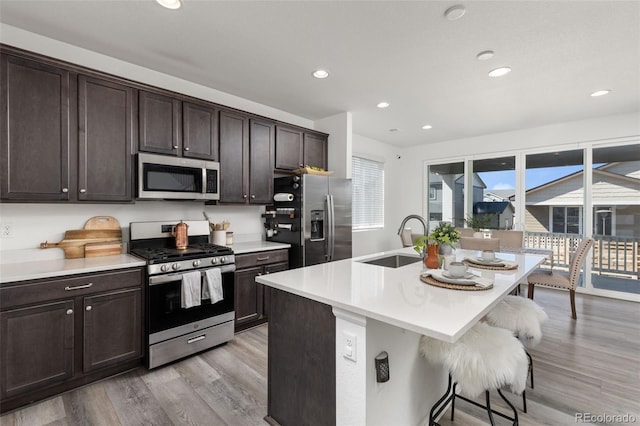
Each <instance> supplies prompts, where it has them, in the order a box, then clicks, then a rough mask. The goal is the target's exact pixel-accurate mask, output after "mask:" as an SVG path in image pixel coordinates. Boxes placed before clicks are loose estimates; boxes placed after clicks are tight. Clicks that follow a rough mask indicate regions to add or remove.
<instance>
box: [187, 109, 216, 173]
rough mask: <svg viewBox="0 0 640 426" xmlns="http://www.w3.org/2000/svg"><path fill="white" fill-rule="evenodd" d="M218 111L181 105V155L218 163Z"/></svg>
mask: <svg viewBox="0 0 640 426" xmlns="http://www.w3.org/2000/svg"><path fill="white" fill-rule="evenodd" d="M218 150H219V148H218V109H216V108H213V107H210V106H207V105H201V104H196V103H191V102H183V103H182V155H183V156H184V157H193V158H202V159H204V160H210V161H218Z"/></svg>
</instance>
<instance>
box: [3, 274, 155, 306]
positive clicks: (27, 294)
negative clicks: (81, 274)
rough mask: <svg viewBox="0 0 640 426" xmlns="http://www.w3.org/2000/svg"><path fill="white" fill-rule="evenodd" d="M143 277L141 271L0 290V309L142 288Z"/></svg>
mask: <svg viewBox="0 0 640 426" xmlns="http://www.w3.org/2000/svg"><path fill="white" fill-rule="evenodd" d="M143 276H144V275H143V270H142V268H140V269H135V270H126V271H117V272H105V273H100V274H89V275H74V276H69V277H64V278H59V279H55V280H46V281H42V280H40V281H31V282H28V281H27V282H22V283H16V284H15V285H10V286H9V285H7V286H3V287H2V288H0V309H5V308H9V307H13V306H21V305H27V304H31V303H38V302H46V301H53V300H58V299H63V298H70V297H75V296H82V295H85V294H92V293H99V292H102V291H107V290H116V289H119V288H127V287H138V286H140V285H141V284H142V282H143Z"/></svg>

__________________________________________________

**What needs to be done**:
Leave out the images and write out the listing above exactly.

**Answer below**:
Each <instance> supplies prompts, where it has them, in the order a box, then clicks, then a rough mask. The goal is the target's exact pixel-accurate mask, output after "mask:" as an SVG path in image pixel coordinates. Boxes placed before clicks are loose estimates; boxes placed after clicks are tight. Clicks that follow a rough mask indicate regions to add or remove.
<instance>
box: [187, 109, 216, 173]
rough mask: <svg viewBox="0 0 640 426" xmlns="http://www.w3.org/2000/svg"><path fill="white" fill-rule="evenodd" d="M218 111L181 105V155L218 163Z"/></svg>
mask: <svg viewBox="0 0 640 426" xmlns="http://www.w3.org/2000/svg"><path fill="white" fill-rule="evenodd" d="M218 150H219V148H218V109H216V108H213V107H210V106H207V105H201V104H196V103H191V102H183V103H182V155H183V156H184V157H193V158H202V159H204V160H210V161H218Z"/></svg>
</instance>
<instance>
box: [3, 274, 155, 306]
positive clicks: (27, 294)
negative clicks: (81, 274)
rough mask: <svg viewBox="0 0 640 426" xmlns="http://www.w3.org/2000/svg"><path fill="white" fill-rule="evenodd" d="M143 277L141 271L0 290V309L142 288Z"/></svg>
mask: <svg viewBox="0 0 640 426" xmlns="http://www.w3.org/2000/svg"><path fill="white" fill-rule="evenodd" d="M143 276H144V275H143V270H142V268H140V269H135V270H126V271H117V272H105V273H100V274H89V275H74V276H69V277H64V278H59V279H55V280H46V281H42V280H40V281H31V282H28V281H27V282H22V283H16V284H15V285H10V286H9V285H7V286H3V287H2V288H0V309H5V308H9V307H13V306H21V305H27V304H31V303H38V302H46V301H53V300H58V299H63V298H70V297H75V296H82V295H85V294H92V293H99V292H102V291H107V290H116V289H119V288H127V287H138V286H140V285H141V284H142V282H143Z"/></svg>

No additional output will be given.